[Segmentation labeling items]

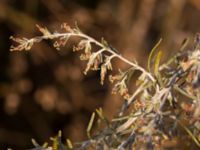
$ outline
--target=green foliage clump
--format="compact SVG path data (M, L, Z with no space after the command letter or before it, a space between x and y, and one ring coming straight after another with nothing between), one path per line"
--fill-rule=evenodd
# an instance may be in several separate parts
M112 72L112 60L123 61L129 68L109 75L114 83L113 93L123 97L124 102L113 120L108 120L101 108L92 114L86 130L88 140L72 144L61 143L61 133L52 138L53 145L40 146L33 142L34 150L67 149L185 149L200 148L200 36L197 34L193 48L187 49L187 40L180 50L167 61L162 60L163 51L158 51L161 40L152 49L147 70L136 61L130 61L118 53L104 39L101 42L82 33L76 26L63 24L63 33L52 33L37 25L43 34L31 39L14 38L18 43L11 51L30 50L34 43L50 39L56 49L65 46L71 37L80 38L74 51L83 51L80 59L87 61L84 74L100 70L103 85L108 72ZM94 49L94 45L98 49ZM157 52L158 51L158 52ZM164 63L163 63L164 62ZM135 82L136 89L130 92L131 78L140 72ZM91 134L93 124L104 124ZM183 142L184 141L184 142Z

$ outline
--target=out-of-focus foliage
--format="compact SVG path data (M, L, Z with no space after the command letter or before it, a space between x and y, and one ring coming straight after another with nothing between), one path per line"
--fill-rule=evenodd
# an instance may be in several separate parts
M113 59L121 60L130 66L125 71L120 70L117 75L110 75L110 81L115 84L114 93L124 98L115 122L105 119L107 117L103 115L102 109L97 109L99 120L106 126L92 136L91 130L96 114L92 113L86 130L89 139L75 148L70 144L68 149L200 148L200 34L196 35L192 48L184 49L187 46L184 40L180 50L163 64L160 63L162 51L158 51L155 59L153 57L161 43L159 40L149 55L147 71L137 61L132 62L123 57L104 39L99 42L84 34L77 24L75 28L71 28L63 23L61 29L64 31L61 33L50 32L46 27L39 25L37 28L42 33L41 36L30 39L11 36L15 44L10 47L10 50L29 51L35 43L43 40L52 40L53 46L60 50L71 38L81 38L73 50L82 51L80 60L87 61L85 75L89 71L100 70L102 85L108 71L113 70ZM153 68L152 62L154 62ZM140 72L136 78L136 88L132 94L129 94L128 85L133 84L130 79L136 71ZM67 146L62 145L60 134L58 137L60 140L54 138L53 146L47 149L67 150ZM184 138L187 139L186 145L173 144L173 142L180 143Z
M10 53L11 35L33 37L38 34L33 30L36 24L59 31L62 22L77 21L84 33L99 41L104 37L125 58L136 58L144 66L160 37L164 55L159 64L174 55L185 37L192 43L199 17L198 0L1 0L0 145L25 149L31 147L31 138L42 143L58 130L64 138L81 141L95 108L103 107L112 119L122 103L118 95L108 92L107 78L104 86L94 82L99 81L99 72L83 76L82 63L70 45L57 52L46 41L29 53ZM127 67L115 64L122 70ZM134 89L131 86L130 92Z

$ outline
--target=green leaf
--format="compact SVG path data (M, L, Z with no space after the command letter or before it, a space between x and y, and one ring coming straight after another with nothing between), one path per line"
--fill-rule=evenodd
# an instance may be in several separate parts
M156 60L155 60L155 64L154 64L154 74L156 76L159 75L159 64L160 64L162 54L163 54L162 51L159 51L157 56L156 56Z
M160 45L160 43L162 42L162 39L160 39L156 45L153 47L153 49L151 50L151 53L149 54L149 58L148 58L148 64L147 64L147 67L148 67L148 70L149 72L151 71L151 60L153 58L153 54L155 52L155 50L158 48L158 46Z

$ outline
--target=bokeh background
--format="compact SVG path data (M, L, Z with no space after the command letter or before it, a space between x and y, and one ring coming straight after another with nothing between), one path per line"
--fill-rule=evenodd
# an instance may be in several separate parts
M30 52L10 52L11 35L40 35L36 24L59 31L67 22L100 40L104 37L130 60L146 65L158 41L172 56L184 38L200 31L199 0L0 0L0 149L33 147L62 130L63 138L86 139L91 112L102 107L112 118L122 98L99 72L83 75L85 63L70 42L60 51L49 41ZM115 62L125 68L124 64Z

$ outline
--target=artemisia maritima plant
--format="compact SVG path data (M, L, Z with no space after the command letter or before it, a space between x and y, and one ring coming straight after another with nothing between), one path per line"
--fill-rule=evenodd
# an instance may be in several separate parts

■ **DIRECTIONS FOR THIS TASK**
Copy every item above line for line, without changing a thing. Leave the pictures out.

■ **WRITTEN ANSWER**
$ outline
--target=green foliage clump
--format="compact SVG path data (M, L, Z with no space after the command letter or before it, a space between x and y, and one ring coming straight after another with nothing between), one path per line"
--fill-rule=evenodd
# an instance may be in several separate parts
M112 72L112 60L123 61L129 68L109 75L114 83L113 93L123 97L124 102L113 120L108 120L101 108L92 114L86 130L88 140L72 144L61 143L61 133L52 138L53 145L40 146L33 142L34 150L67 149L185 149L200 148L200 36L197 34L193 48L187 49L187 40L180 50L167 61L162 60L163 51L158 51L161 40L152 49L147 70L136 61L130 61L118 53L104 39L101 42L82 33L76 26L63 24L63 33L52 33L37 25L43 34L31 39L14 38L18 43L11 51L30 50L34 43L50 39L56 49L65 46L71 37L80 38L74 51L83 51L80 59L87 61L84 74L100 70L103 85L108 72ZM94 49L94 45L98 49ZM157 52L158 51L158 52ZM164 63L163 63L164 62ZM135 82L136 89L130 92L131 78L140 72ZM91 134L93 124L104 124ZM183 142L184 141L184 142Z

$ outline
--target=out-of-focus foliage
--format="compact SVG path data (M, L, Z with no space after the command letter or before it, a space between x and y, and one ring coming straight after another with nothing between), one path per line"
--fill-rule=evenodd
# an instance may be in several separate parts
M113 59L121 60L130 66L125 71L120 70L117 75L110 75L110 81L115 84L114 93L124 98L115 122L105 119L107 117L103 115L102 109L97 109L99 120L106 126L92 136L91 130L96 114L92 113L86 130L89 139L75 148L70 144L68 149L200 148L200 34L196 35L192 48L184 49L187 46L184 40L180 50L163 64L160 63L162 51L158 51L155 59L153 57L161 43L159 40L149 55L147 71L137 61L132 62L123 57L104 39L99 42L84 34L77 24L75 28L71 28L63 23L61 29L64 31L61 33L50 32L46 27L39 25L37 28L42 33L41 36L30 39L11 36L15 44L10 47L10 50L29 51L35 43L43 40L52 40L53 46L60 50L71 38L81 38L73 50L82 51L80 60L87 61L85 75L89 71L100 70L102 85L108 71L113 70ZM153 68L152 62L154 62ZM140 72L136 78L136 88L132 94L129 94L128 85L133 84L130 79L136 71ZM67 146L62 145L60 134L58 137L60 140L54 138L53 146L47 149L67 150ZM184 138L187 139L186 145L173 144L173 142L180 143Z
M10 53L11 35L33 37L38 34L33 30L36 24L59 31L62 22L77 21L84 33L99 41L104 37L125 58L136 58L144 66L160 37L164 55L159 64L174 55L185 37L192 43L199 17L198 0L1 0L0 145L25 149L31 147L31 138L42 143L58 130L64 138L81 141L95 108L103 107L112 119L122 103L118 95L108 92L107 78L104 86L94 82L99 81L99 72L83 76L82 63L70 45L57 52L46 41L29 53ZM127 67L115 64L122 70ZM134 89L131 86L130 92Z

$ outline
--target=green leaf
--format="compact SVG path data (M, L, Z with no space after the command letter or before it, a space between x and y, and one ring coming straight after another with nothing between), one path per line"
--fill-rule=evenodd
# an instance may be in several separate parts
M156 60L155 60L155 64L154 64L154 74L156 76L159 75L159 64L160 64L162 54L163 54L162 51L159 51L157 56L156 56Z
M160 45L160 43L162 42L162 39L160 39L156 45L153 47L153 49L151 50L151 53L149 54L149 58L148 58L148 64L147 64L147 67L148 67L148 70L149 72L151 71L151 60L153 58L153 54L155 52L155 50L158 48L158 46Z

$ outline
--target=bokeh background
--format="compact SVG path data (M, L, Z with no space after the command letter or before it, a space between x and y, and one ring coming straight after another with nothing between), one path per line"
--fill-rule=evenodd
# an instance may be in several separate parts
M30 52L10 52L11 35L40 35L36 24L59 31L67 22L100 40L104 37L130 60L146 65L158 41L172 56L184 38L200 31L199 0L0 0L0 149L33 147L62 130L63 138L86 139L91 112L102 107L112 118L122 98L99 72L83 75L85 63L70 42L60 51L49 41ZM115 62L125 68L124 64Z

$ outline
--target=artemisia maritima plant
--format="compact SVG path data (M, L, Z with no space after the command letter or before it, a space between x and y, and one ring coming straight after another with nothing between), one path per line"
--fill-rule=evenodd
# an instance may be in several separate parts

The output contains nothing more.